→ Task brief: Word for word, retype the records below.

→ Source records:
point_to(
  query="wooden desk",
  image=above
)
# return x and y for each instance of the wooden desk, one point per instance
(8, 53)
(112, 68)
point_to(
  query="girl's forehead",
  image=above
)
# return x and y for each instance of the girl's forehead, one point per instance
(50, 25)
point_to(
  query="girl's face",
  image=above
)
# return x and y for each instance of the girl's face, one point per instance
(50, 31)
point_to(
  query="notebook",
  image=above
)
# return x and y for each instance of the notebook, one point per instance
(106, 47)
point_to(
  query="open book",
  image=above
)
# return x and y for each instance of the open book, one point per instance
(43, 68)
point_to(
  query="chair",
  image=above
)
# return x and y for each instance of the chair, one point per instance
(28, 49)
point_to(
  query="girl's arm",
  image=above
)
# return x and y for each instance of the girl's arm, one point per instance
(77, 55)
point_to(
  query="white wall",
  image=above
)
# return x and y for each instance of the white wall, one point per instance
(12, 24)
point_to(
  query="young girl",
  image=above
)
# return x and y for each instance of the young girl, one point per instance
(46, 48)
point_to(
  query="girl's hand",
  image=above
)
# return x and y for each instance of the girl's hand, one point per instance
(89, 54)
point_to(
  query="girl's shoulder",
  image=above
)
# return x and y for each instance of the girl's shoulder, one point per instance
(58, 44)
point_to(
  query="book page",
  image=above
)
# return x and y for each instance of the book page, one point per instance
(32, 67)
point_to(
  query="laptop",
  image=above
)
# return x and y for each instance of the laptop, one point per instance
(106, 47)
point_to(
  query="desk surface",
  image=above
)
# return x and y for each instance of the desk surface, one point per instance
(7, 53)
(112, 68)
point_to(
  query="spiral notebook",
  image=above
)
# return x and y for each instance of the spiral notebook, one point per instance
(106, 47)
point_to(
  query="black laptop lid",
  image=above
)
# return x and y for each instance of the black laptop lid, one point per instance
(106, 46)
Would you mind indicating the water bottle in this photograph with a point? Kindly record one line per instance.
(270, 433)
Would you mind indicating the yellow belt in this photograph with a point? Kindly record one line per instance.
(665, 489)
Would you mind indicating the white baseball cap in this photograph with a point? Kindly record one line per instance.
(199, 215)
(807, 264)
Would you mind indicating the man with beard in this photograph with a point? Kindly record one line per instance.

→ Your solution:
point_to(
  query="wooden desk",
  image=above
)
# return x and y for each instance of the wooden desk, one point per instance
(8, 53)
(112, 68)
point_to(
  query="girl's forehead",
  image=above
)
# return x and y for each instance of the girl's forehead, one point per instance
(50, 25)
point_to(
  query="girl's face",
  image=above
)
# return x and y for each instance of the girl's face, one point per instance
(50, 31)
point_to(
  query="notebook",
  image=above
)
# return x and y for each instance of the notebook, one point per instance
(106, 47)
point_to(
  query="open book",
  image=above
)
# return x and y for each instance of the open book, one point per instance
(43, 68)
point_to(
  query="chair",
  image=above
)
# return x and y for each instance of the chair, one point per instance
(28, 49)
point_to(
  query="girl's arm",
  image=above
)
# return x and y for each instance of the girl's arm, one point per instance
(77, 55)
point_to(
  query="white wall",
  image=above
)
# return x and y for each instance of the white wall, one point per instance
(12, 24)
point_to(
  query="young girl",
  image=above
)
# return x and y for each instance of the young girl, one point per instance
(46, 48)
point_to(
  query="girl's hand",
  image=above
)
# return x and y for each instance of the girl's hand, one point per instance
(89, 54)
point_to(
  query="girl's shoulder",
  image=above
)
# return x and y for each instance of the girl's shoulder, one point per instance
(58, 44)
point_to(
  query="book page",
  image=above
)
# return x and y for each instance of the book page, one point per instance
(32, 67)
point_to(
  query="laptop",
  image=above
)
# return x and y for each instance of the laptop, one point per instance
(106, 47)
point_to(
  query="desk surface",
  image=above
)
# return x and y for each instance of the desk surface, one point per instance
(7, 53)
(112, 68)
point_to(
  query="spiral notebook",
  image=above
)
# return x and y for each instance of the spiral notebook, one point per instance
(106, 47)
point_to(
  query="black laptop lid",
  image=above
)
# return x and y for each instance of the black laptop lid, one point per instance
(106, 46)
Would you mind indicating the water bottle in this photograph with a point? Kindly record one line per instance.
(270, 433)
Would you mind indicating the yellow belt in this photograph with a point? Kindly record one line per instance.
(665, 489)
Would you mind indicating the white baseball cap in this photograph with a point? Kindly record one line per instance.
(199, 215)
(807, 264)
Would you mind indicating the man with beard in this photograph with a point? Kindly record one line per instance.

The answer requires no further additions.